Problem details:
Quote the passage below on the Mint Theater's staging of The Mountains Look Different in full, word for word.

Excerpt:
By Samuel L. Leiter

 

The Mint Theater, which prides itself on unearthing worthy but forgotten plays, has dug very deeply to come up with The Mountains Look Different, a 1948 play first staged at Dublin’s Gate Theatre by the colorful Irish writer-actor-director-producer Micheál mac Liammóir. This play, and the controversy surrounding its premiere, were both new to me.

You can read about the fascinating mac Liammóir here or here, but the thing I always associated with him was not his plays but the opportunity he offered to Orson Welles when that theatrical and film genius was roaming Ireland, age 16, in the 1930s. His dramatic output appears to be almost entirely overlooked by the major surveys of modern drama. While the comprehensive, doorstopper Columbia Encyclopedia of Modern Drama has an entry on him, it omits The Mountains Look Different from its selected list of his 10 plays.

Very little about the play itself is online but, with its Mint Theatre production beckoning, a couple of online accounts, like this one, have appeared to describe the controversy it sparked. Of course, the Mint’s typically helpful program offers similar information.

Dataset content:
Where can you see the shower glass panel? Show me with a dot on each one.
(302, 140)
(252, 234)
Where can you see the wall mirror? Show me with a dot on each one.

Response to this task:
By Samuel L. Leiter

 

The Mint Theater, which prides itself on unearthing worthy but forgotten plays, has dug very deeply to come up with The Mountains Look Different, a 1948 play first staged at Dublin’s Gate Theatre by the colorful Irish writer-actor-director-producer Micheál mac Liammóir. This play, and the controversy surrounding its premiere, were both new to me.

You can read about the fascinating mac Liammóir here or here, but the thing I always associated with him was not his plays but the opportunity he offered to Orson Welles when that theatrical and film genius was roaming Ireland, age 16, in the 1930s. His dramatic output appears to be almost entirely overlooked by the major surveys of modern drama. While the comprehensive, doorstopper Columbia Encyclopedia of Modern Drama has an entry on him, it omits The Mountains Look Different from its selected list of his 10 plays.

Very little about the play itself is online but, with its Mint Theatre production beckoning, a couple of online accounts, like this one, have appeared to describe the controversy it sparked. Of course, the Mint’s typically helpful program offers similar information.